> _Your instructions_
The records are to be repeated in full. Every line must match.

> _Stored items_
· · · ·
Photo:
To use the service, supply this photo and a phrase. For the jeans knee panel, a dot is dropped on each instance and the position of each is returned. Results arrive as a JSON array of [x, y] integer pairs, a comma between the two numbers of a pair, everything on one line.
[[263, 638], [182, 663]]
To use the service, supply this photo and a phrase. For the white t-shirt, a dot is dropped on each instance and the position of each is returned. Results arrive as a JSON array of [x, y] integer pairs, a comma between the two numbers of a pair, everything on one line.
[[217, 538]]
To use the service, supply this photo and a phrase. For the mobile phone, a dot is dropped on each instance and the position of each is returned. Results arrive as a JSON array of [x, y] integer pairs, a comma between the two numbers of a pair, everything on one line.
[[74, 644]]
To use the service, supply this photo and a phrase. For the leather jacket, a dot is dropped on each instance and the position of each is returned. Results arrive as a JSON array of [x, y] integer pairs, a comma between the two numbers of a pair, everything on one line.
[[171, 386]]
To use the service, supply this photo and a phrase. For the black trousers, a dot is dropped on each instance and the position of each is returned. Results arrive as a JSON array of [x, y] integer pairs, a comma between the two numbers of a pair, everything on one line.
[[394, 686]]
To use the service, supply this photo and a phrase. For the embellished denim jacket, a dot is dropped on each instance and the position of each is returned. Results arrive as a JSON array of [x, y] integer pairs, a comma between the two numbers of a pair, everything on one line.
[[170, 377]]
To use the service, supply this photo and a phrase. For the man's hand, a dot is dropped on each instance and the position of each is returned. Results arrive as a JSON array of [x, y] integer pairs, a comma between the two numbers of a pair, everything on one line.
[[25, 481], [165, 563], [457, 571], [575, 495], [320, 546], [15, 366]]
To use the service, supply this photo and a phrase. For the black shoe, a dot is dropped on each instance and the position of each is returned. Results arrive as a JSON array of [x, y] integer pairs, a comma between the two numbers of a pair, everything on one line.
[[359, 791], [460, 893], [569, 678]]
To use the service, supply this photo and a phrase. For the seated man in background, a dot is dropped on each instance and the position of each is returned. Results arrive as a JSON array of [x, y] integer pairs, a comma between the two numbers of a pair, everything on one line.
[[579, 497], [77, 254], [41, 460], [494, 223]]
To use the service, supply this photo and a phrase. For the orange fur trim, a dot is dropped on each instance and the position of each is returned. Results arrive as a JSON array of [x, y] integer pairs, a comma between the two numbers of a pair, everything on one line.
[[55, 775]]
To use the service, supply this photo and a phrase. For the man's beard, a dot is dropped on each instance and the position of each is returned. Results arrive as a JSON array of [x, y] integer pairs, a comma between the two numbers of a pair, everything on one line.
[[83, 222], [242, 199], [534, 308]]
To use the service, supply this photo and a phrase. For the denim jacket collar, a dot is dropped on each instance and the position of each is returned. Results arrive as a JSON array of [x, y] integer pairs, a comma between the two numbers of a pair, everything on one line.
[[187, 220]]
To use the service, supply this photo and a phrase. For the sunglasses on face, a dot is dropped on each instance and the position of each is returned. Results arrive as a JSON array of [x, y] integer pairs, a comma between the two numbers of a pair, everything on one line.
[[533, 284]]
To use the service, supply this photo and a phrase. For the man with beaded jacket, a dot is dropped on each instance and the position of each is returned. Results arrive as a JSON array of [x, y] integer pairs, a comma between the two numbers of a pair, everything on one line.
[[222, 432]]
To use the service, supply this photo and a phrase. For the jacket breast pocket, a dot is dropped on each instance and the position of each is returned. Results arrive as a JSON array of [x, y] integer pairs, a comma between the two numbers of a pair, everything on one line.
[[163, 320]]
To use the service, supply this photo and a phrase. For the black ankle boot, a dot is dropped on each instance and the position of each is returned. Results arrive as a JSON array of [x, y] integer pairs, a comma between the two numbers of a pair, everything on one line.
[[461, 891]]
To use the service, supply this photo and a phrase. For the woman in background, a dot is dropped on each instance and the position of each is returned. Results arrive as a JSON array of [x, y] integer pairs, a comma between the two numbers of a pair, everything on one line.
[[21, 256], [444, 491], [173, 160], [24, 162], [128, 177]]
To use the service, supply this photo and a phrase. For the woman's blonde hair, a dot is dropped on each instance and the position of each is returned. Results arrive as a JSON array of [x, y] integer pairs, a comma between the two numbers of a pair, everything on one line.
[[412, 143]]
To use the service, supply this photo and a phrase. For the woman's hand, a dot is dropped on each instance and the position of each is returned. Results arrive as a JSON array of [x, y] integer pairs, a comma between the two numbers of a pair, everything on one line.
· · · ·
> _Exercise response_
Photo:
To use the service, supply this photo and a phrase. For the jeans knee panel, a dot is dropped on each instance and the position of each is returned. Results arrive as a JSON array of [x, y] integer pairs, a comma between the two numbers of a pair, everything on one line.
[[263, 638], [182, 663]]
To use the service, supply this photo and a phrase. For the white t-shirt, a dot is dropped on each instance and the position of each is returned. Results arrive as a JSON array of [x, y] integer pairs, a comma between the two numbers of a pair, everything on one line.
[[217, 538]]
To use the service, supply this photo and a phrase. For the mobile phone, a dot is dropped on each instance and the position of each is returned. Results arrive as a JSON array of [x, y] integer pairs, a comma between the two numbers of a pair, everything on one line.
[[74, 644]]
To use the service, supply this photo and a phrase. For the leather jacket, a dot is dropped on each instance and the position of each is returned. Results arrive as a JSON array of [x, y] integer pairs, a comma between the two numbers of a pair, everything on one line.
[[171, 386]]
To use the service, supply this photo and a phrase. For the black trousers, a dot is dropped on each instance and the position of each is returned. Results arrive as a JSON array of [x, y] integer pairs, a comma between the two numbers of a pair, everything on one line.
[[394, 686]]
To use the service, supply this photo and a phrase. For the embellished denim jacket, a dot is dropped on each instance and the position of each is returned. Results arrive as a JSON array of [x, y] integer pairs, a comma between the two numbers of a pair, everything on one line.
[[170, 377]]
To use the service, supply this photo and a phrase. For the man's hand, a dot is dropped on each instance and the position of each is returned. Results arrive as a JSON array of [x, y] integer pairs, a comma between the two numbers of a pair, everything on one line.
[[25, 481], [165, 563], [457, 571], [575, 495], [320, 546], [15, 366]]
To use the service, supply this photo and a phrase. For the black shoe, a dot is dropped on each instance and the position of each is returned. Results arrive as a JSON array of [x, y] integer pairs, a comma between the two numbers of a pair, everything on one line.
[[359, 791], [460, 893], [569, 678]]
To use the service, supply this photo and a phrase. For the seated man in background, a dot is dropped on each instance and the position of each is returned. Results arrive as a JSON array of [x, y] integer pairs, a comma between the two numbers of a pair, everything on one line.
[[579, 497], [77, 254], [41, 460], [494, 223]]
To use the service, supply this photo and a phrase. For the orange fur trim, a dot is dropped on each instance and the position of each is returned. Results arrive as a JSON array of [x, y] integer pairs, a comma between the two numbers of a pair, everything on one line.
[[55, 775]]
To use the service, supply this photo and a phrase. For the man's beard, a dot is dropped on each instance and the position of each is returned. Results arrive as a JSON array of [x, y] integer pairs, a comma between the two numbers of a pair, everything on one line.
[[83, 222], [242, 199], [534, 308]]
To use the service, supply this photo and a phrase. For the denim jacket collar, a dot is dropped on each instance and the position of each is returned. Results arrive as a JSON array of [x, y] integer pairs, a comma between the two numbers of a pair, everything on one line.
[[187, 220]]
To use the service, supply this photo and a phrase. For the sunglasses on face, a dot is dropped on each instance and the position of each is returned. Results arrive as a JSON array of [x, y] integer pairs, a comma between the two numbers of a pair, everything on one line.
[[533, 284]]
To use the service, supply this photo and a phrase. For the man with beaded jacket, a dot is dropped on each instance and the position of each is returned. Results arrive as a JSON array of [x, y] integer pairs, a comma between the two numbers of a pair, everything on one line.
[[222, 432]]
To use the service, supply this photo and a phrase. For the jacket breast pocket, a dot is dropped on each instance and the position of each is returned. Results arrive as a JSON array of [x, y] integer pairs, a comma between the two numbers of a pair, everything on one line.
[[163, 320]]
To use the service, supply this photo and a phrase. For the black ankle boot, a dot is dropped on each instance and the position of each is returned. Results arrive as a JSON array of [x, y] integer pairs, a comma between the two numbers of a pair, everything on one line.
[[461, 891]]
To use the service, supply this photo and a phrase. For the woman in background, a dot is dropped on each instance and the position of each is returned. Results arrive as a JSON array of [x, y] integer pairs, a comma between the two numbers of a pair, everything on one line.
[[21, 256], [444, 491], [173, 160], [24, 162], [128, 177]]
To use the service, supply this photo and a phrase. For the woman's blonde hair, a dot is dropped on each instance and the position of each is returned. Results arrive as a JSON array of [x, y] integer pairs, a comma between the two numbers of a pair, everything on one line.
[[412, 143]]
To use the service, supply this photo and a phrase. For the woman's hand, a dot is dropped on each instance and the position of each is returned. Results arrive as a JSON array of [x, y] integer pairs, a comma between the two numbers of a pair, everything on one line.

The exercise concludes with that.